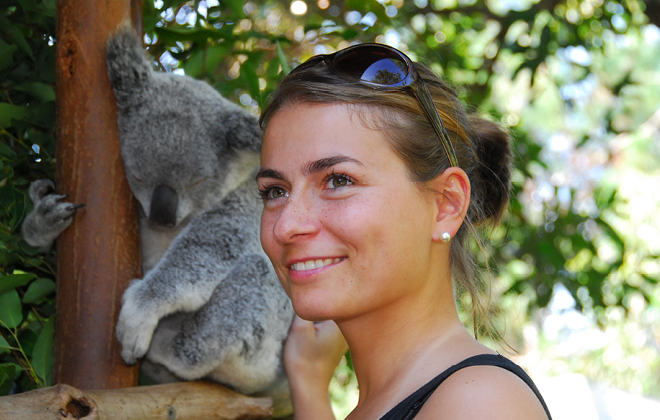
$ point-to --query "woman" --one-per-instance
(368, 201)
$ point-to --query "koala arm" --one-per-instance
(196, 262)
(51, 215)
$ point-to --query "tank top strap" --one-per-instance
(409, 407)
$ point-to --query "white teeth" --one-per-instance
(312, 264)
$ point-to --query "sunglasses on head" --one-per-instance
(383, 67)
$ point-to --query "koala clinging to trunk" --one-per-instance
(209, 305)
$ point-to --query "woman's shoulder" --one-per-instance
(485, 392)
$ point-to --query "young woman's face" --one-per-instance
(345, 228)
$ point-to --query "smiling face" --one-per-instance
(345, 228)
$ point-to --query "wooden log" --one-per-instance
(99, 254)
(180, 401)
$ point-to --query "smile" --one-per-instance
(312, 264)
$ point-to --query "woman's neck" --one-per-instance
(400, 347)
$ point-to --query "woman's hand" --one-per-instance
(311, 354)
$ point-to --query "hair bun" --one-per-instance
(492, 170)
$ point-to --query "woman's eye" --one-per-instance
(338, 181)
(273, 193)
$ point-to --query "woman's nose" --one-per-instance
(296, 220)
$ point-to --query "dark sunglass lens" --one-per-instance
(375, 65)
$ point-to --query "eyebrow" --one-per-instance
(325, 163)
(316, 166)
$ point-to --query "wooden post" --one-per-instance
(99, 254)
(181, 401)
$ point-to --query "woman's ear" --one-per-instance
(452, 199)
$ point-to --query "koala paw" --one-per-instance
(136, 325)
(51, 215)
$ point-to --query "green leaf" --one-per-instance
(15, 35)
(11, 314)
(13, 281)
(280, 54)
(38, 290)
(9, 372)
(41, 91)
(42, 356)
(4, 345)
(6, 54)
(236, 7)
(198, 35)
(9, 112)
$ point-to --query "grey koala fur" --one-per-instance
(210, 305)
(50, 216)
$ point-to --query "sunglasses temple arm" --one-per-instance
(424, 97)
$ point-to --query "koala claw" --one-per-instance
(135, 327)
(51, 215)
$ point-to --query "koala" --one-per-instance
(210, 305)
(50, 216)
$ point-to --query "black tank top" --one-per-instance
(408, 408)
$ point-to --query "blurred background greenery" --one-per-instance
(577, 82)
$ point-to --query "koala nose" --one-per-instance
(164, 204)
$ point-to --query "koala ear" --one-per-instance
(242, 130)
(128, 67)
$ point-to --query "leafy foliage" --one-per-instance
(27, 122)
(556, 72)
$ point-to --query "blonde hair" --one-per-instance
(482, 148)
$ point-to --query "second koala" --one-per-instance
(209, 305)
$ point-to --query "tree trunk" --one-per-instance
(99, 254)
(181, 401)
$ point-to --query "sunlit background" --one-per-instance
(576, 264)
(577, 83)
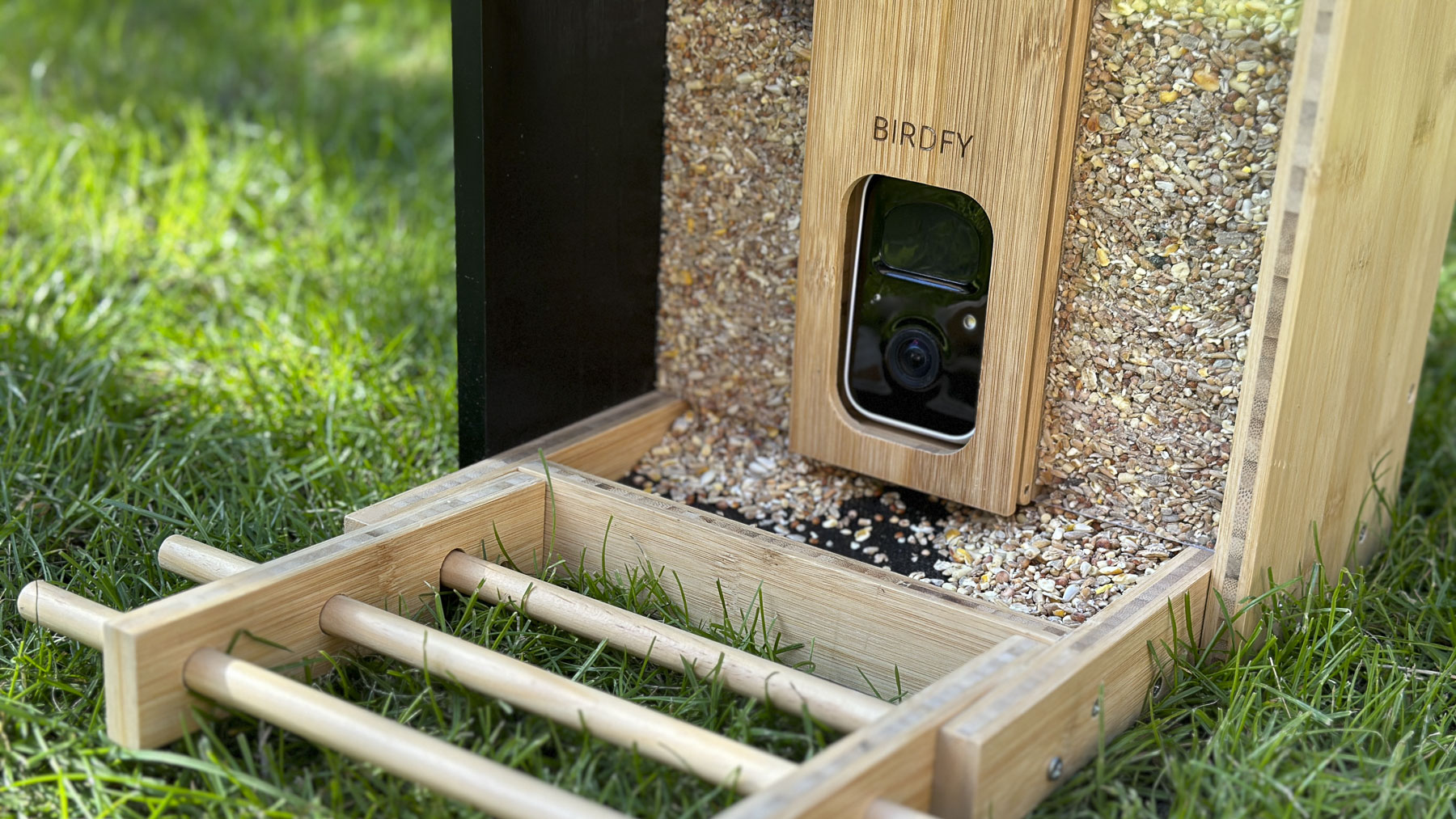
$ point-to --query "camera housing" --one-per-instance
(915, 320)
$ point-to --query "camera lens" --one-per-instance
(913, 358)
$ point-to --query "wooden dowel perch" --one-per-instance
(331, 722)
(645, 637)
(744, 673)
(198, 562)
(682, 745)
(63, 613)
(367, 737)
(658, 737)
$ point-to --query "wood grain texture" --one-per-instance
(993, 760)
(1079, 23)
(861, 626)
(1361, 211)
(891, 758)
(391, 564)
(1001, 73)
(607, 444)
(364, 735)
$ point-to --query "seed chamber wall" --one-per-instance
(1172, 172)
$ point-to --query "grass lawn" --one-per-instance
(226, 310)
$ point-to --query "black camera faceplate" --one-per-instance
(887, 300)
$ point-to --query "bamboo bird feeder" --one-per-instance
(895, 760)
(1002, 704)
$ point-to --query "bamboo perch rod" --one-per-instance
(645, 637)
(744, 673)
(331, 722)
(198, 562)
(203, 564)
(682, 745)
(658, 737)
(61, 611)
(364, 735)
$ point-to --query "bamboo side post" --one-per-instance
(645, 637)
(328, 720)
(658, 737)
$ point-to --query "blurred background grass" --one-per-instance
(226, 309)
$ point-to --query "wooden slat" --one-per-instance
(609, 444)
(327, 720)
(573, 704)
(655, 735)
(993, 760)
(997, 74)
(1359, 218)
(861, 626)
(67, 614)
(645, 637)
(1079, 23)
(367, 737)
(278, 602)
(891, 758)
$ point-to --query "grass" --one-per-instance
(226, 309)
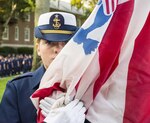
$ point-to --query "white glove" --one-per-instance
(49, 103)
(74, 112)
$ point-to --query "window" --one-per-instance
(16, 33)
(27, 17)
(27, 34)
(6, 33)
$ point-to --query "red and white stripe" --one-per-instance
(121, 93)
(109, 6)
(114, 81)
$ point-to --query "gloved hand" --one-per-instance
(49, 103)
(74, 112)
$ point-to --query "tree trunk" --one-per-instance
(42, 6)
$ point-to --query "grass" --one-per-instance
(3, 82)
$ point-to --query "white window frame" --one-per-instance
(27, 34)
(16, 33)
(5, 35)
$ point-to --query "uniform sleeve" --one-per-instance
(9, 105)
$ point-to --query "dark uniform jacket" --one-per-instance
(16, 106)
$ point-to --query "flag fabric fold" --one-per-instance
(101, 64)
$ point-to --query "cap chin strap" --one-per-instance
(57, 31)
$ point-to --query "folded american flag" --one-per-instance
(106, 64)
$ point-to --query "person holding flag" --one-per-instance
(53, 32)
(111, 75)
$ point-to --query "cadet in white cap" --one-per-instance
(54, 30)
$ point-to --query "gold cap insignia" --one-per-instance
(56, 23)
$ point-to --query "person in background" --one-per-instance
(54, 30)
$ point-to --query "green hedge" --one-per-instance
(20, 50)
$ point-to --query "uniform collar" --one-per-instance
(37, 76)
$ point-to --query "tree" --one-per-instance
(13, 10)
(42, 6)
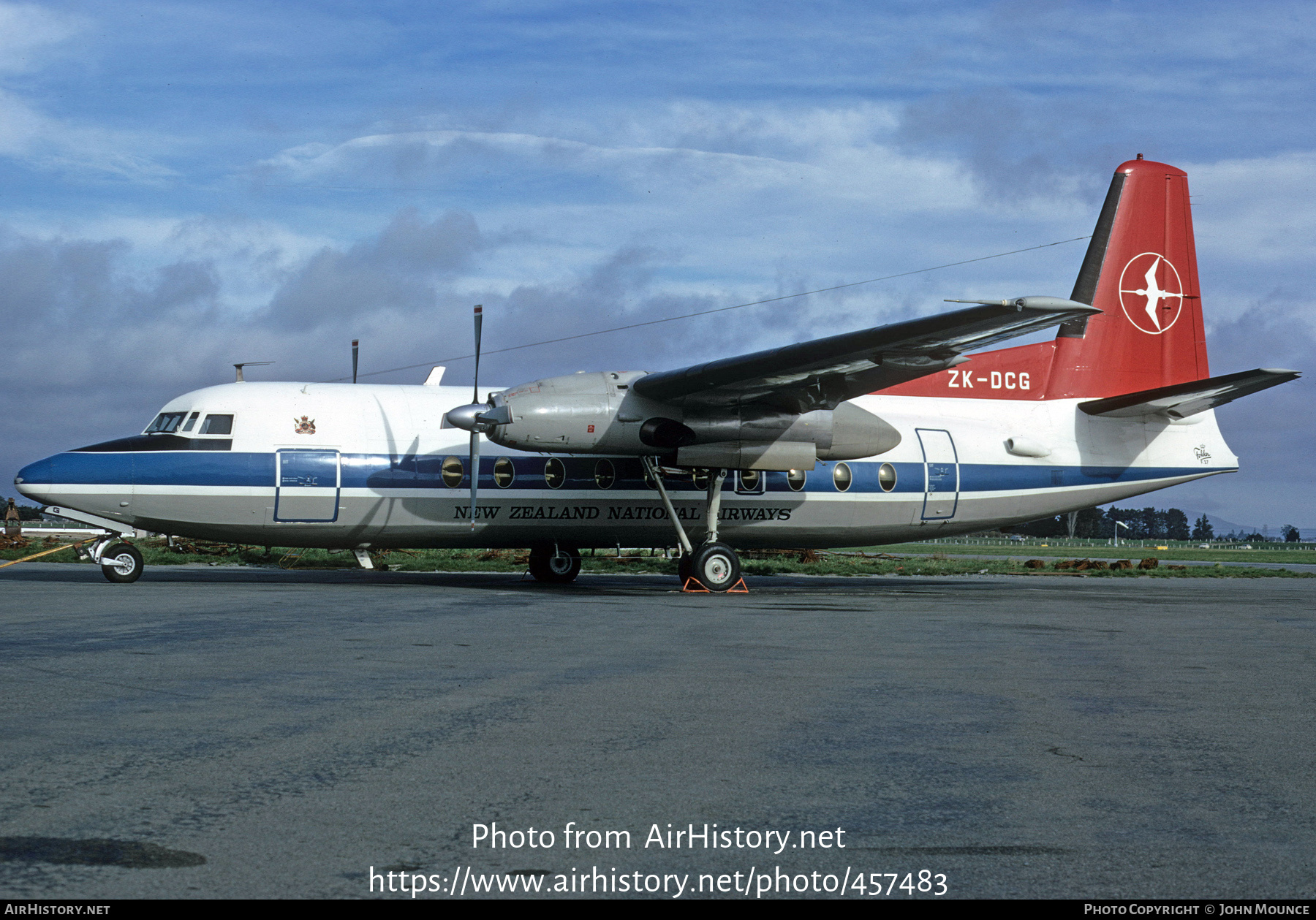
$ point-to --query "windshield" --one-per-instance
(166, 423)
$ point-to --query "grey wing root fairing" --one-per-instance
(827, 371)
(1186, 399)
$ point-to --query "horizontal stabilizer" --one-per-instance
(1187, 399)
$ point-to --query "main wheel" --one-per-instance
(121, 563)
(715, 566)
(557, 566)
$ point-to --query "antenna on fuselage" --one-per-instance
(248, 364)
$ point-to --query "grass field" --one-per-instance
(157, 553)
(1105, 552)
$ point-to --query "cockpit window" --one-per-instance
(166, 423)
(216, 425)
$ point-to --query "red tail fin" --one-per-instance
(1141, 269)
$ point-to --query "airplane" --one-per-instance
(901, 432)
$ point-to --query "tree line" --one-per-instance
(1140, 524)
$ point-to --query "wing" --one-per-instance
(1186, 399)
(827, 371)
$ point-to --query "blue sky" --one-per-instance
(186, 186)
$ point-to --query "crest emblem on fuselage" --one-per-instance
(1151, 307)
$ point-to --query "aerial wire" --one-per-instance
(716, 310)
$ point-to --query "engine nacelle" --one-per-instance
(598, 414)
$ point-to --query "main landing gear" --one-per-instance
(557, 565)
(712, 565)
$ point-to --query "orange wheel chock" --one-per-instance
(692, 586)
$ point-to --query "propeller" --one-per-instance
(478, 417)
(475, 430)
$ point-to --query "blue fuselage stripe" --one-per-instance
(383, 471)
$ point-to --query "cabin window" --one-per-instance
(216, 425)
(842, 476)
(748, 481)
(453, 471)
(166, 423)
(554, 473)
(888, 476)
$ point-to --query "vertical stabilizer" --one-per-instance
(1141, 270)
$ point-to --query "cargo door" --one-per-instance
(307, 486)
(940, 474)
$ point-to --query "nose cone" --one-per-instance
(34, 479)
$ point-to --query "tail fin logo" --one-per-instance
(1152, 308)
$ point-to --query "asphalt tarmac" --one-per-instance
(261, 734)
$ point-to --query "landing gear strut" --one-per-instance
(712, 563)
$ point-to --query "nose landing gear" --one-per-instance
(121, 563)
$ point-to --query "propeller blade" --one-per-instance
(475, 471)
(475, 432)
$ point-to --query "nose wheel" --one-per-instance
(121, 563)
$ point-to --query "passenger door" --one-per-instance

__________

_Problem_: Each line above is to be duplicated exactly, and the pictures are to be omitted.

_Exercise output_:
$ point-to --query "woman" --one-per-instance
(368, 201)
$ point-to --query "koala arm" --one-per-instance
(196, 262)
(51, 215)
$ point-to --query "tank top strap" --one-per-instance
(409, 407)
$ point-to --query "white teeth" --one-per-instance
(312, 264)
$ point-to --query "sunglasses on head" --one-per-instance
(383, 67)
$ point-to --query "koala clinging to trunk" --one-per-instance
(209, 305)
$ point-to --query "woman's shoulder" --one-per-instance
(485, 392)
$ point-to --query "young woman's face" --one-per-instance
(345, 228)
$ point-to --query "smiling face" --one-per-instance
(345, 228)
$ point-to --query "wooden log" --one-per-instance
(99, 254)
(180, 401)
$ point-to --query "smile" --one-per-instance
(312, 264)
$ point-to --query "woman's neck" --one-per-instance
(400, 347)
$ point-to --query "woman's hand" --one-per-instance
(311, 354)
$ point-to --query "hair bun" --one-per-instance
(492, 170)
$ point-to --query "woman's eye" --one-per-instance
(338, 181)
(273, 193)
$ point-to --query "woman's nose" --one-per-instance
(296, 220)
$ point-to --query "dark sunglass lens" --one-per-instance
(375, 65)
$ point-to --query "eyebrow" --one-per-instance
(325, 163)
(316, 166)
$ point-to --query "wooden post" --one-per-instance
(99, 254)
(181, 401)
$ point-to --query "woman's ear" --one-per-instance
(452, 199)
$ point-to --query "koala paw" --one-per-instance
(136, 325)
(51, 215)
$ point-to --query "green leaf" --one-per-instance
(15, 35)
(11, 314)
(13, 281)
(280, 54)
(38, 290)
(9, 372)
(41, 91)
(42, 356)
(4, 345)
(6, 54)
(236, 7)
(198, 35)
(9, 112)
$ point-to --query "grey koala fur" --one-per-instance
(210, 305)
(50, 216)
$ point-to --query "sunglasses temple arm" --one-per-instance
(424, 97)
$ point-to --query "koala claw" --one-per-instance
(135, 327)
(51, 215)
$ point-to --query "koala" --one-per-instance
(210, 305)
(50, 216)
$ point-to --query "black tank top" --one-per-instance
(408, 408)
$ point-to --query "blurred background greenery" --one-per-instance
(577, 82)
$ point-to --query "koala nose" --one-per-instance
(164, 204)
$ point-to --query "koala ear" --one-per-instance
(242, 130)
(128, 67)
$ point-to --query "leafy foliage" --one-per-instance
(27, 122)
(556, 72)
$ point-to --query "blonde hair" --one-per-instance
(482, 148)
$ point-to --query "second koala" --one-per-instance
(209, 305)
$ point-to --query "tree trunk" --one-per-instance
(99, 254)
(181, 401)
$ point-to --query "sunlit background" --one-per-instance
(576, 264)
(577, 83)
$ point-to --query "camera housing" --one-per-instance
(915, 320)
$ point-to --query "camera lens" --one-per-instance
(913, 358)
$ point-to --query "wooden dowel perch" --one-per-instance
(331, 722)
(645, 637)
(744, 673)
(198, 562)
(682, 745)
(63, 613)
(367, 737)
(658, 737)
$ point-to --query "wood grain texture" --one-per-instance
(993, 760)
(1079, 23)
(861, 626)
(1361, 211)
(891, 758)
(391, 564)
(1001, 73)
(607, 444)
(364, 735)
$ point-to --query "seed chamber wall" --one-per-instance
(1172, 172)
$ point-to --query "grass lawn" --one-per-instance
(226, 310)
$ point-to --query "black camera faceplate" --one-per-instance
(887, 300)
$ point-to --query "bamboo bird feeder" --one-per-instance
(895, 760)
(1002, 704)
$ point-to --query "bamboo perch rod" --one-per-instance
(645, 637)
(744, 673)
(331, 722)
(198, 562)
(203, 564)
(682, 745)
(658, 737)
(61, 611)
(364, 735)
$ point-to --query "bamboo side post" --one-per-instance
(645, 637)
(328, 720)
(658, 737)
$ point-to --query "blurred background grass" --one-per-instance
(226, 309)
$ point-to --query "wooden slat" --one-per-instance
(609, 444)
(327, 720)
(573, 704)
(655, 735)
(993, 760)
(997, 74)
(1359, 218)
(861, 626)
(67, 614)
(645, 637)
(1079, 23)
(367, 737)
(278, 602)
(891, 758)
$ point-to --query "grass" --one-per-instance
(226, 309)
$ point-to --query "white glove" --one-per-instance
(49, 103)
(74, 112)
$ point-to --query "window" --one-per-instance
(16, 33)
(27, 17)
(27, 34)
(6, 33)
$ point-to --query "red and white stripe" --one-per-instance
(121, 93)
(109, 6)
(114, 81)
$ point-to --query "gloved hand" --one-per-instance
(49, 103)
(74, 112)
$ point-to --query "tree trunk" --one-per-instance
(42, 6)
$ point-to --query "grass" --one-per-instance
(3, 82)
$ point-to --query "white window frame" --one-per-instance
(27, 34)
(16, 33)
(5, 35)
$ point-to --query "uniform sleeve" --one-per-instance
(9, 105)
$ point-to --query "dark uniform jacket" --one-per-instance
(16, 106)
$ point-to --query "flag fabric fold" --one-per-instance
(101, 64)
$ point-to --query "cap chin strap" --one-per-instance
(57, 31)
$ point-to --query "folded american flag" --one-per-instance
(106, 64)
$ point-to --query "person holding flag" --one-per-instance
(53, 32)
(111, 75)
$ point-to --query "cadet in white cap" --one-per-instance
(54, 30)
$ point-to --query "gold cap insignia" --one-per-instance
(56, 23)
$ point-to --query "person in background" --one-per-instance
(54, 30)
$ point-to --query "green hedge" --one-per-instance
(20, 50)
$ point-to --query "uniform collar" --one-per-instance
(37, 76)
$ point-to --query "tree" --one-per-instance
(13, 10)
(42, 6)
$ point-to --query "windshield" --one-per-instance
(166, 423)
$ point-to --query "grey wing root fairing" --one-per-instance
(827, 371)
(1186, 399)
$ point-to --query "horizontal stabilizer" --one-per-instance
(1187, 399)
$ point-to --query "main wheel" --one-per-instance
(121, 563)
(715, 566)
(557, 566)
$ point-to --query "antenna on fuselage" --one-per-instance
(248, 364)
$ point-to --query "grass field" --one-per-instance
(157, 553)
(1105, 552)
$ point-to --query "cockpit window" --one-per-instance
(166, 423)
(216, 425)
$ point-to --query "red tail fin" --one-per-instance
(1141, 269)
$ point-to --query "airplane" --one-per-instance
(901, 432)
$ point-to --query "tree line" --one-per-instance
(1140, 524)
$ point-to --query "wing" --one-per-instance
(1186, 399)
(827, 371)
$ point-to --query "blue sky" --one-per-instance
(186, 186)
$ point-to --query "crest emblem on fuselage" --one-per-instance
(1151, 307)
$ point-to --query "aerial wire" --one-per-instance
(716, 310)
$ point-to --query "engine nacelle" --one-per-instance
(598, 414)
$ point-to --query "main landing gear" --one-per-instance
(557, 565)
(712, 565)
$ point-to --query "orange wheel chock" --one-per-instance
(692, 586)
$ point-to --query "propeller" --one-per-instance
(478, 417)
(475, 430)
$ point-to --query "blue fuselage stripe" --one-per-instance
(383, 471)
$ point-to --query "cabin window" --one-per-instance
(216, 425)
(842, 476)
(748, 481)
(453, 471)
(166, 423)
(554, 473)
(888, 476)
$ point-to --query "vertical stabilizer" --one-per-instance
(1141, 270)
$ point-to --query "cargo door" --one-per-instance
(307, 486)
(940, 474)
$ point-to --query "nose cone" --one-per-instance
(34, 479)
$ point-to --query "tail fin logo" --one-per-instance
(1152, 308)
$ point-to --query "asphalt tarmac" --one-per-instance
(261, 734)
$ point-to --query "landing gear strut" --one-per-instance
(712, 563)
$ point-to --query "nose landing gear" --one-per-instance
(121, 563)
$ point-to --query "propeller blade" --one-per-instance
(475, 471)
(475, 432)
$ point-to --query "nose wheel" --one-per-instance
(121, 563)
$ point-to --query "passenger door" --one-per-instance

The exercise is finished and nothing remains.